Task details:
Write out every entry exactly as it stands.

Referring expression pointing data
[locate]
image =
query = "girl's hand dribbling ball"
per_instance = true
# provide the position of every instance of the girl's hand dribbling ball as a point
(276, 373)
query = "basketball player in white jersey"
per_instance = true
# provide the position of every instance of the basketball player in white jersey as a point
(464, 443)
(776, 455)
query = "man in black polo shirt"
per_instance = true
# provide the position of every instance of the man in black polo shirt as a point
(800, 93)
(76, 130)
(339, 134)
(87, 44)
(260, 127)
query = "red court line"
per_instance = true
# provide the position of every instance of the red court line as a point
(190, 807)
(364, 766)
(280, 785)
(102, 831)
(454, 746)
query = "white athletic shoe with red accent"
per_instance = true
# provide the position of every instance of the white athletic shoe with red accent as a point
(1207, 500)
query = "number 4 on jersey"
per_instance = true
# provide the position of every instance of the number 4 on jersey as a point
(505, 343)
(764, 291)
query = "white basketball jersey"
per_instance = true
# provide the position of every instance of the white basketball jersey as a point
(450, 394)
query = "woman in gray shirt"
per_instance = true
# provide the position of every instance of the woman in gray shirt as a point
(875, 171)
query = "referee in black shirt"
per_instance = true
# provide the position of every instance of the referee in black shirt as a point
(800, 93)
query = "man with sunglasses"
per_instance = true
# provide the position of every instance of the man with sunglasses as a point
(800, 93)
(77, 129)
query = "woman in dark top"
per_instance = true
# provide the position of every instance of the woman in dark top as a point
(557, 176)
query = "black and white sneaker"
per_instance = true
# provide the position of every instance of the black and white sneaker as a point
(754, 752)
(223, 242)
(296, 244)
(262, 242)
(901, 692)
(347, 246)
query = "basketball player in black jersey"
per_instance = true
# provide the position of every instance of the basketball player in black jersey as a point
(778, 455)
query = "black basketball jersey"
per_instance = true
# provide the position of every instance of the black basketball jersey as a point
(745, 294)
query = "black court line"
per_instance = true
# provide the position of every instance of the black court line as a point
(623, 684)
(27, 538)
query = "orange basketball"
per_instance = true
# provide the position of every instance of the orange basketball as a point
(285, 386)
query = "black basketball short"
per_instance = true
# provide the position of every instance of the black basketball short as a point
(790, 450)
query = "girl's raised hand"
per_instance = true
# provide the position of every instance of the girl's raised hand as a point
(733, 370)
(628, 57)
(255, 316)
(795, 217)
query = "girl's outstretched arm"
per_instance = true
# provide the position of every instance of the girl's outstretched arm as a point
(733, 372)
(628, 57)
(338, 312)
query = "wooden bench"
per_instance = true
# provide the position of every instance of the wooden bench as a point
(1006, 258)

Exercise solution:
[locate]
image =
query = "girl's hand dribbling ball"
per_instance = true
# provide the position of every instance of the girl's hand dribbling ball as a point
(276, 373)
query = "basketball player in white jersey"
per_instance = true
# provide the position of every instance of the basketball player in white jersey as a point
(464, 443)
(776, 455)
query = "man in black polo shirt"
per_instance = true
# provide the position of every instance of the man in black polo shirt as a point
(800, 93)
(76, 130)
(339, 134)
(87, 44)
(260, 127)
query = "red court line"
per_instance = true
# provide the position of every instance of the red court line as a point
(190, 807)
(364, 766)
(280, 785)
(102, 831)
(454, 746)
query = "white athletic shoe with red accent"
per_instance = true
# provide the position of every instance of the white athletic shoe with red accent as a point
(1207, 500)
query = "number 4 on jersey"
per_instance = true
# provide the position of every instance of the number 4 on jersey as a point
(505, 343)
(764, 291)
query = "white basketball jersey"
per_instance = true
# provide the position of every instance of the white basketball jersey as a point
(450, 394)
query = "woman in gray shirt"
per_instance = true
# provide the position of every instance of the woman in gray shirt as a point
(875, 171)
query = "referee in black shirt"
per_instance = true
# provide the position of every instance of the referee in black shirt as a point
(800, 93)
query = "man with sunglasses"
per_instance = true
# provide the position of every instance of the man with sunglasses as a point
(800, 93)
(77, 129)
query = "woman in dark top"
per_instance = true
# provide the position of every instance of the woman in dark top as a point
(557, 176)
query = "black and white sneaker"
per_instance = true
# provide the position of every instance of the black and white sneaker as a point
(754, 752)
(223, 242)
(296, 244)
(262, 242)
(901, 692)
(347, 246)
query = "basketball player in black jersey"
per_instance = true
# provide the position of every instance of the basketball player in black jersey as a point
(778, 455)
query = "black basketball jersey"
per_instance = true
# provide the position of every instance of the black basketball jersey as a point
(745, 294)
query = "black court line"
per_instance = true
# provide the position of every instance of the black court line as a point
(623, 684)
(27, 538)
query = "orange basketball"
per_instance = true
# provide the position of every instance of the orange basketball as a point
(285, 386)
query = "black basketball short"
per_instance = true
# provide the position of every instance of the black basketball short as a point
(790, 450)
query = "girl's raised hand"
per_instance = true
# provide the position of every instance of the girl's raised hand as a point
(733, 370)
(628, 57)
(255, 316)
(795, 217)
query = "girl's outstretched arm"
per_instance = true
# provide the position of every instance of the girl's outstretched arm as a point
(733, 372)
(628, 57)
(338, 312)
query = "wooden bench"
per_instance = true
# provide the position of every instance of the wooden bench as a point
(1006, 258)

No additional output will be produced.